=== THE PROBLEM ===
Examine the records and identify each line that includes the string "beach". Copy those lines.

*** Block opens ***

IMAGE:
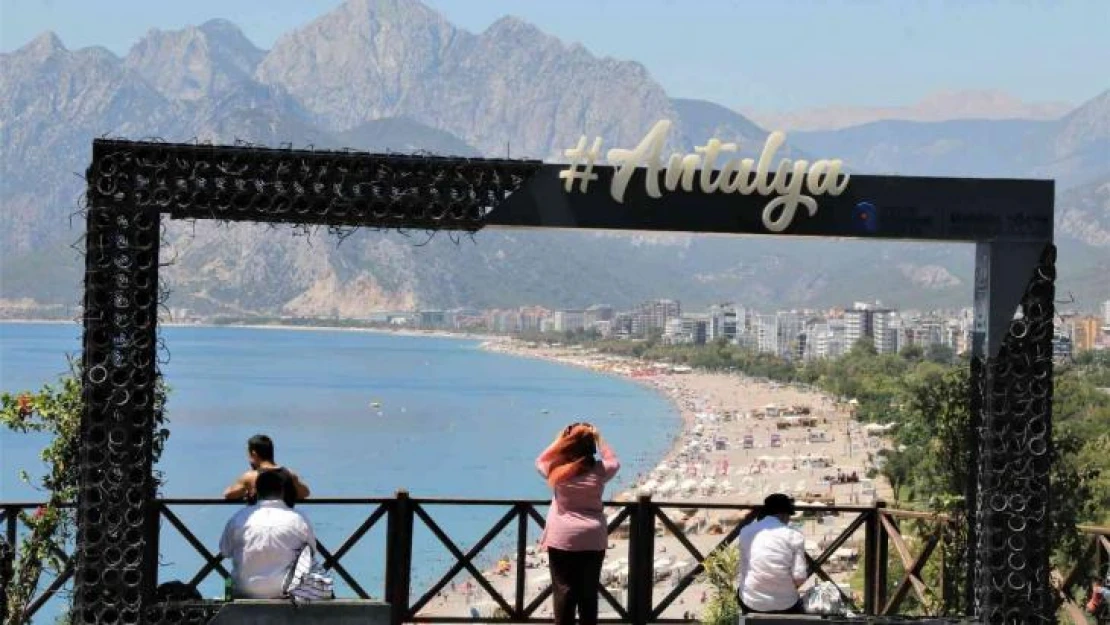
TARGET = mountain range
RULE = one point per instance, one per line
(395, 76)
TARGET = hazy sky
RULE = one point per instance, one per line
(765, 54)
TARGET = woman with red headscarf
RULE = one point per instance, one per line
(575, 534)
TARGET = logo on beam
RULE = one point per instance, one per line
(791, 185)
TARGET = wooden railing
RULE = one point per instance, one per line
(912, 592)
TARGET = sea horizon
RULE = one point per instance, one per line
(452, 421)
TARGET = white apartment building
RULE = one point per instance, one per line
(568, 321)
(766, 332)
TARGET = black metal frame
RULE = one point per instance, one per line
(131, 184)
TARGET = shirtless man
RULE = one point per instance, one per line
(260, 454)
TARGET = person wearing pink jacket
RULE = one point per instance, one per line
(575, 534)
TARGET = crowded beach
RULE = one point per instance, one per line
(740, 440)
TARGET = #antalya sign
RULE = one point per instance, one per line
(793, 183)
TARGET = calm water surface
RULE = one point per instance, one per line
(453, 421)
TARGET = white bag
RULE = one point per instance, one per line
(824, 598)
(306, 581)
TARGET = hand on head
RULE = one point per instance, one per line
(578, 425)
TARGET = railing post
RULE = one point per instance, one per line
(641, 561)
(11, 517)
(399, 556)
(522, 547)
(883, 558)
(870, 558)
(152, 532)
(7, 558)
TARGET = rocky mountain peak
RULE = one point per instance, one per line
(41, 48)
(195, 61)
(361, 60)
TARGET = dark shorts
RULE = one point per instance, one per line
(796, 608)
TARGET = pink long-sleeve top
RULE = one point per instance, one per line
(576, 518)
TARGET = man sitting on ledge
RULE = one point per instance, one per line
(264, 540)
(260, 455)
(773, 561)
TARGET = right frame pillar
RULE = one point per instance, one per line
(1009, 536)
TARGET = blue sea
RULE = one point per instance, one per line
(453, 421)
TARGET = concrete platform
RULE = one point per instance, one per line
(273, 612)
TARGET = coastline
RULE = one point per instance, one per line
(718, 414)
(286, 328)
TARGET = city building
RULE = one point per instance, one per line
(597, 313)
(1061, 348)
(722, 323)
(568, 321)
(885, 330)
(1083, 332)
(766, 332)
(653, 315)
(789, 329)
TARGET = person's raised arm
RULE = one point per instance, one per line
(241, 487)
(800, 572)
(609, 461)
(228, 537)
(544, 461)
(302, 489)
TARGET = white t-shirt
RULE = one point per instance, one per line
(773, 558)
(263, 542)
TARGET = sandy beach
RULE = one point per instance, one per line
(740, 440)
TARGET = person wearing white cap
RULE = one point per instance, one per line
(773, 561)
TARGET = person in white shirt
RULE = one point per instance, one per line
(773, 561)
(263, 541)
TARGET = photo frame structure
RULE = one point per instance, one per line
(132, 187)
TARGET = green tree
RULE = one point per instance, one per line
(53, 410)
(722, 567)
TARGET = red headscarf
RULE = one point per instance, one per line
(573, 454)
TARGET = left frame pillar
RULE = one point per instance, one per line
(115, 560)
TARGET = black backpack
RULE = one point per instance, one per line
(175, 592)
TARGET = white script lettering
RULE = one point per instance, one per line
(793, 183)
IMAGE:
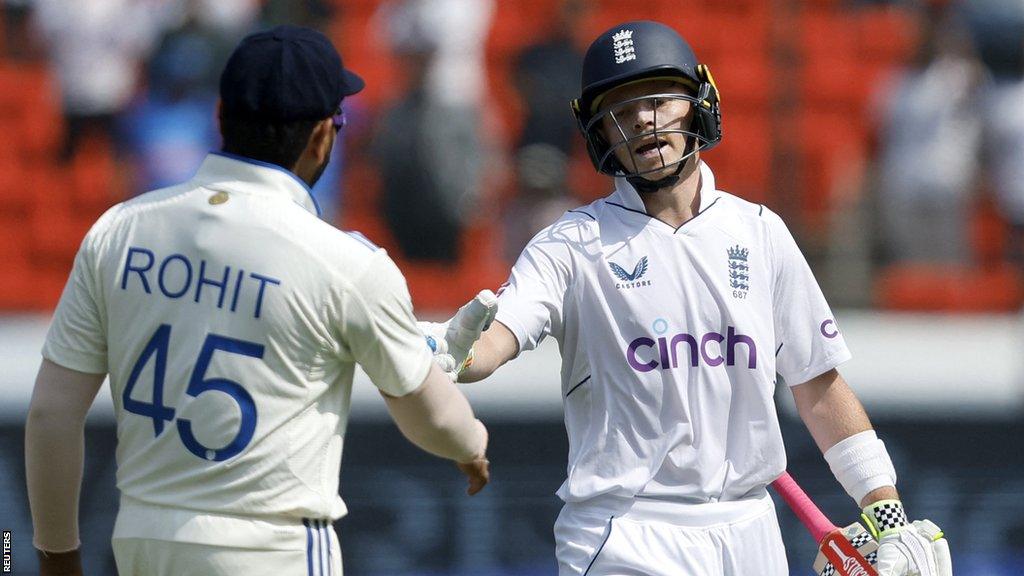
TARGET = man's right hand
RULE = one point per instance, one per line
(62, 564)
(452, 341)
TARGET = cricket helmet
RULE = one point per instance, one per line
(641, 50)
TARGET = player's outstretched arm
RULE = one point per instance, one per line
(53, 455)
(437, 418)
(860, 462)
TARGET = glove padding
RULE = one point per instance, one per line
(916, 548)
(452, 341)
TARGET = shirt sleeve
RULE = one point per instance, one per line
(530, 302)
(807, 339)
(77, 338)
(381, 332)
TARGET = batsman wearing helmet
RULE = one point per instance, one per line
(675, 304)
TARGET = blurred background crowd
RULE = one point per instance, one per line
(889, 134)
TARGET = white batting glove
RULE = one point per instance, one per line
(905, 548)
(452, 341)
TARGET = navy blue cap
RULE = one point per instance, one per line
(285, 74)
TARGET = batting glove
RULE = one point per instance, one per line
(452, 341)
(906, 548)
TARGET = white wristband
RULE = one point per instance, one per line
(861, 464)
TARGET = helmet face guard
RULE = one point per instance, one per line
(702, 132)
(635, 51)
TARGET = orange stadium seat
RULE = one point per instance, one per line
(886, 35)
(943, 287)
(826, 33)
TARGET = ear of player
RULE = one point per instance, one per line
(906, 548)
(452, 341)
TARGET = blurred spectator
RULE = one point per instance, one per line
(547, 77)
(428, 145)
(17, 43)
(321, 15)
(997, 28)
(930, 138)
(95, 47)
(311, 13)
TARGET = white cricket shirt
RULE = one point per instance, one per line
(671, 339)
(230, 320)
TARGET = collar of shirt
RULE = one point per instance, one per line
(269, 178)
(628, 197)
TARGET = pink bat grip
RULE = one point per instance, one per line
(806, 510)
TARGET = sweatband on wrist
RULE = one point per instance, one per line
(861, 464)
(885, 517)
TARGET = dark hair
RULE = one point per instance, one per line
(276, 142)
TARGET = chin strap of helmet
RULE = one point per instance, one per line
(643, 186)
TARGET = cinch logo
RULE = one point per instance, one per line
(631, 279)
(708, 347)
(623, 46)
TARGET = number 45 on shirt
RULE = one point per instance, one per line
(198, 383)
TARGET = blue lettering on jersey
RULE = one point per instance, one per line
(178, 275)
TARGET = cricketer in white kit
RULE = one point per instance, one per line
(675, 304)
(230, 319)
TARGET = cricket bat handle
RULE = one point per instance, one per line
(806, 510)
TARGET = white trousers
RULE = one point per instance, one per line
(317, 554)
(608, 536)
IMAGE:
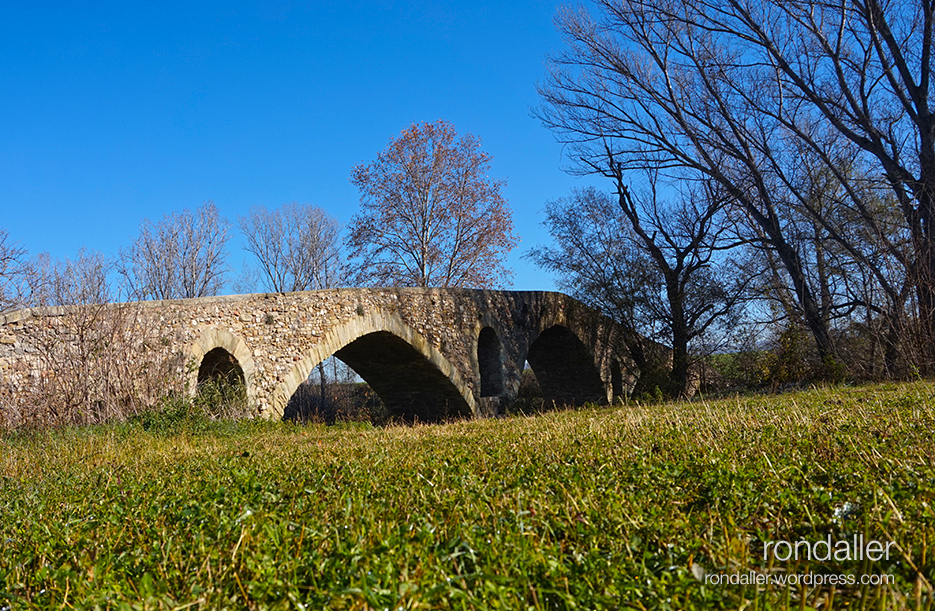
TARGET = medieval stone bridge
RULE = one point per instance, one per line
(429, 354)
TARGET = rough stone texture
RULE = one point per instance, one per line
(418, 348)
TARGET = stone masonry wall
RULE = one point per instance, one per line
(279, 338)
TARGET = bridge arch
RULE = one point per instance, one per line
(565, 368)
(490, 362)
(220, 352)
(409, 374)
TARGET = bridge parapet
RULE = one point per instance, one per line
(429, 353)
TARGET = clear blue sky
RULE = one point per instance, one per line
(118, 112)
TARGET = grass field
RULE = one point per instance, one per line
(643, 507)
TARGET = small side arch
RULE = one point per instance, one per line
(220, 351)
(490, 363)
(565, 368)
(414, 380)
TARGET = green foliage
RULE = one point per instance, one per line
(585, 509)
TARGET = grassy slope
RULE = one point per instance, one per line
(588, 509)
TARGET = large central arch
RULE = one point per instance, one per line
(565, 368)
(410, 375)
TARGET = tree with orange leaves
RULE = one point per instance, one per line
(430, 214)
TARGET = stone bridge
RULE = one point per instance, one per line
(430, 354)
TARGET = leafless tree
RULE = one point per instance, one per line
(652, 263)
(430, 214)
(296, 246)
(96, 361)
(180, 257)
(746, 93)
(11, 261)
(298, 249)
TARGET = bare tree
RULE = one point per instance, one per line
(11, 261)
(95, 361)
(651, 263)
(743, 92)
(180, 257)
(296, 246)
(430, 215)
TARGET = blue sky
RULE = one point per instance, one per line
(115, 113)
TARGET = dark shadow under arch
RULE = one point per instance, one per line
(410, 386)
(616, 379)
(490, 363)
(219, 365)
(565, 368)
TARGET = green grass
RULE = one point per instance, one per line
(587, 509)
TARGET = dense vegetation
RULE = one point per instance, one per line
(594, 508)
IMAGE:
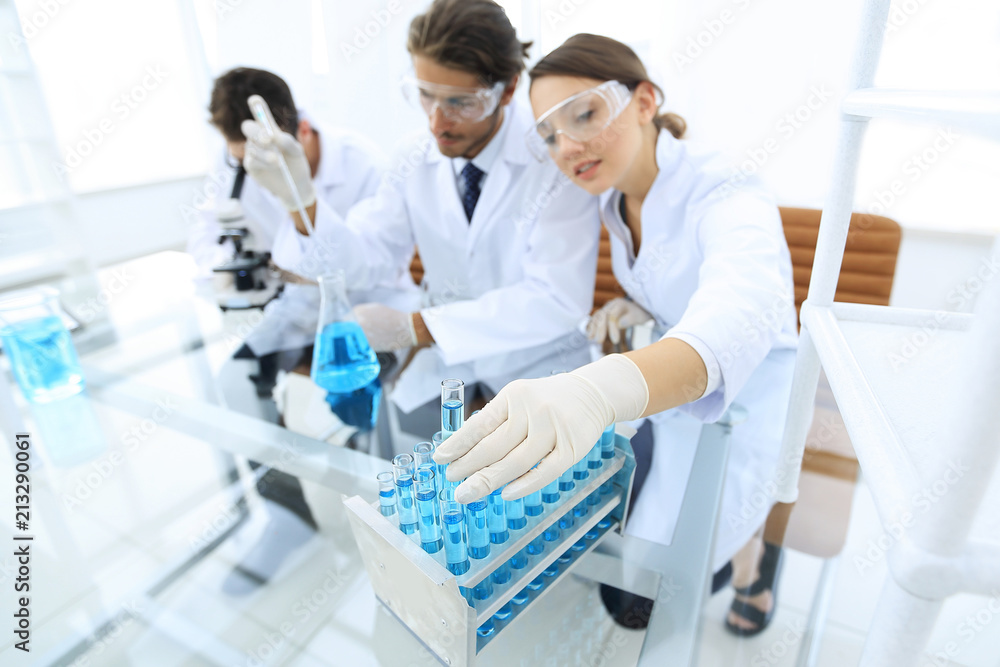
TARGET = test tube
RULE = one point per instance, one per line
(566, 480)
(478, 531)
(533, 503)
(452, 405)
(516, 519)
(427, 507)
(594, 456)
(551, 533)
(402, 469)
(386, 494)
(456, 552)
(550, 492)
(608, 443)
(442, 477)
(422, 458)
(503, 613)
(496, 518)
(486, 629)
(536, 546)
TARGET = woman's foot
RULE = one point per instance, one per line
(756, 595)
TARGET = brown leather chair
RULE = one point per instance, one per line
(817, 523)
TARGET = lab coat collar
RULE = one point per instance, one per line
(669, 153)
(668, 157)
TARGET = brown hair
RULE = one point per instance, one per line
(603, 58)
(228, 106)
(472, 35)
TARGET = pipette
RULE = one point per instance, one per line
(262, 114)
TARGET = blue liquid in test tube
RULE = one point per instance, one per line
(516, 519)
(456, 551)
(551, 533)
(533, 504)
(431, 538)
(503, 613)
(386, 494)
(496, 518)
(608, 452)
(566, 480)
(452, 405)
(550, 492)
(486, 629)
(608, 443)
(402, 468)
(479, 534)
(439, 470)
(594, 456)
(422, 458)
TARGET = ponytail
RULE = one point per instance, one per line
(671, 122)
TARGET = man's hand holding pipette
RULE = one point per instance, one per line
(263, 162)
(551, 421)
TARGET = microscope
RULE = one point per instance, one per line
(245, 281)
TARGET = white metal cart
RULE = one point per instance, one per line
(929, 423)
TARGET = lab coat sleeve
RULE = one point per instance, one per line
(555, 293)
(743, 297)
(371, 245)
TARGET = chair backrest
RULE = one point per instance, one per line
(820, 519)
(869, 256)
(865, 277)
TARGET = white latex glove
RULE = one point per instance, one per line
(387, 329)
(614, 317)
(551, 421)
(262, 162)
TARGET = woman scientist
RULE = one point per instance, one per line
(701, 255)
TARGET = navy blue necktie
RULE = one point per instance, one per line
(472, 177)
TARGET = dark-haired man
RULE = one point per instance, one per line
(342, 169)
(507, 245)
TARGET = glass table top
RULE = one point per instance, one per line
(143, 508)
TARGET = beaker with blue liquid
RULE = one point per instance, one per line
(42, 356)
(343, 361)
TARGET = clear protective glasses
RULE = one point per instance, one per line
(581, 117)
(462, 105)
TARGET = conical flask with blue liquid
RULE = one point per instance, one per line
(343, 361)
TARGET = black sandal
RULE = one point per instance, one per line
(767, 580)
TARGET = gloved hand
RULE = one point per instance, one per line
(615, 316)
(262, 162)
(551, 421)
(386, 328)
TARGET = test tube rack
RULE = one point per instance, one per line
(417, 588)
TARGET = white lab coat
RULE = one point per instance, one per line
(350, 169)
(714, 270)
(511, 285)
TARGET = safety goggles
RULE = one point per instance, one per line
(582, 118)
(464, 105)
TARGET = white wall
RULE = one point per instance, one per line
(734, 68)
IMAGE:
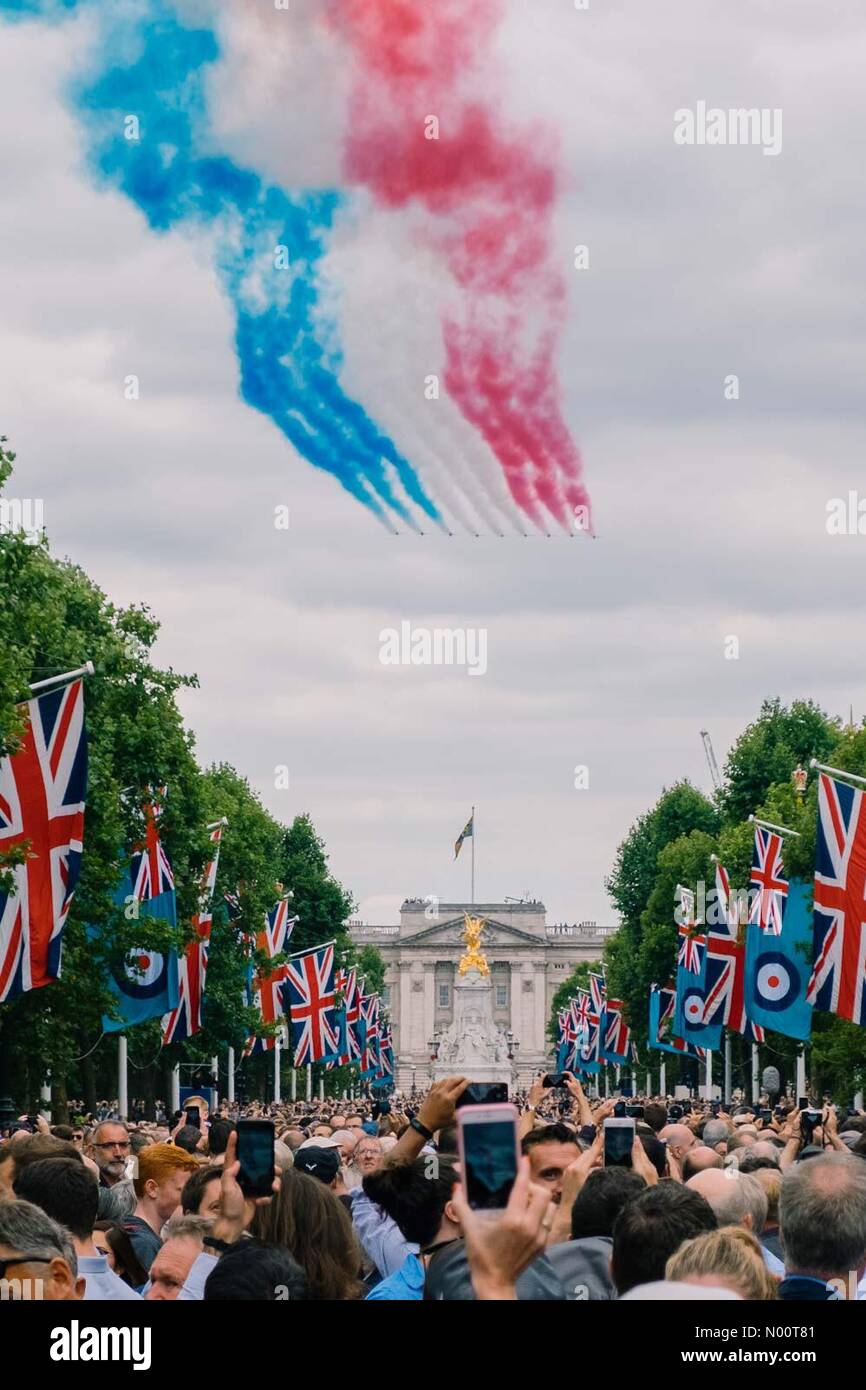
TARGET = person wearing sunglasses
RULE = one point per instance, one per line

*** Block closes ***

=== RESPONSE FOR THIS EXERCISE ===
TARGET = crowded beach
TARGET = sandy beach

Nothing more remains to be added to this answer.